■ Text for analysis:
Judge Ezra, formerly on the bench in Hawaii, dismissed a COVID-19 claim pursued by a Texas policy holder. Diesel Barbershop, LLC v. State Farm Lloyds, 2020 U.S. Dist. LEXIS 147276 (W.D. Texas Aug. 13, 2020).
Local and state officials in Texas issued shutdown orders in March 2020 due to the spread of the cornavirus. All non-essential businesses, including the insureds' barbershop businesses, were ordered closed from April 2, 2020 until April 30, 2020. The insureds submitted a claim for business interruption and civil authority coverage to their carrier, State Farm. The claim was denied based on the policy's exclusion for loss caused by enforcement of ordinance or law, virus, and consequential losses. For Civil Authority coverage, State Farm contended the policy required that there by physical damage within one mile of the described property and that the damage be the result of a Covered Cause of Loss, which, State Farm asserted, a virus was not.

■ Excerpted records:
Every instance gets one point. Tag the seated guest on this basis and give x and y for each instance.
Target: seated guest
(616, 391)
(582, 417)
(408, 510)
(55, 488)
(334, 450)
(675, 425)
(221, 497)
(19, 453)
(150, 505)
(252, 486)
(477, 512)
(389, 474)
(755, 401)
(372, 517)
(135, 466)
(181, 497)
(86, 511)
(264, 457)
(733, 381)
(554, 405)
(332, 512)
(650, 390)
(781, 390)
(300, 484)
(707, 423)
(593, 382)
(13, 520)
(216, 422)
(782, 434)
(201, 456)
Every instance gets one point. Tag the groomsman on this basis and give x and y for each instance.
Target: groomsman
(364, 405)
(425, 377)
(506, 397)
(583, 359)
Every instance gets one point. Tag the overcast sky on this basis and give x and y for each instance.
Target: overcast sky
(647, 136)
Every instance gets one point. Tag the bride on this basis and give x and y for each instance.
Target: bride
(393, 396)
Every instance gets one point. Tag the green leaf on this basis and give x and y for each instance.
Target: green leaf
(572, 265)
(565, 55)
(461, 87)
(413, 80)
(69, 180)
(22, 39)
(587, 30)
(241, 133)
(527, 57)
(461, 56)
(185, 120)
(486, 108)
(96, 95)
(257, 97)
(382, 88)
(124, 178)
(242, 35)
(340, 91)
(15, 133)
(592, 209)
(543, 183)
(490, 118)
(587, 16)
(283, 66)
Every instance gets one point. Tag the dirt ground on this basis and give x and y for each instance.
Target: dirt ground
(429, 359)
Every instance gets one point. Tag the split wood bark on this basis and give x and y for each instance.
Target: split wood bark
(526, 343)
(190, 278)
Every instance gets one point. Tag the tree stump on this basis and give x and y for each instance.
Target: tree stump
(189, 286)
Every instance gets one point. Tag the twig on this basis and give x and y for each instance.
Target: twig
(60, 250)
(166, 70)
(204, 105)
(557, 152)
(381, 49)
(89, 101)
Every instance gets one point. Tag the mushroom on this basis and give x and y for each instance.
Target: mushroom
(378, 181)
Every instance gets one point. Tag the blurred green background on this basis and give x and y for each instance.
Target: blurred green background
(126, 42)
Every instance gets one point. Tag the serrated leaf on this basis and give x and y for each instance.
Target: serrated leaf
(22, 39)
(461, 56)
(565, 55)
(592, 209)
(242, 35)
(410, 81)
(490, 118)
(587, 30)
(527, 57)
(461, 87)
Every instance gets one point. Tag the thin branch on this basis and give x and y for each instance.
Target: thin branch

■ Assigned task A:
In the barbershop insurance case summary, during what period were non-essential businesses ordered closed?
■ Assigned task B:
Using the barbershop insurance case summary, explain in one to three sentences why State Farm denied the insureds' claim.
■ Assigned task C:
Please carry the barbershop insurance case summary forward from its last sentence.
The listing is separate material and has no connection to the barbershop insurance case summary.

■ Response area A:
From April 2, 2020 until April 30, 2020.

■ Response area B:
State Farm denied the claim under the policy's exclusion for loss caused by enforcement of ordinance or law, virus, and consequential losses. For Civil Authority coverage, it argued that the policy required physical damage within one mile of the described property, resulting from a Covered Cause of Loss, and it asserted that a virus was not a Covered Cause of Loss.

■ Response area C:
The insureds sued and State Farm moved to dismiss. The court noted cases in which courts had found physical loss even without tangible destruction to the covered property. Yet, the court found that the line of cases requiring tangible injury to property were more persuasive. Therefore, the court found that the insureds failed to plead a direct physical loss.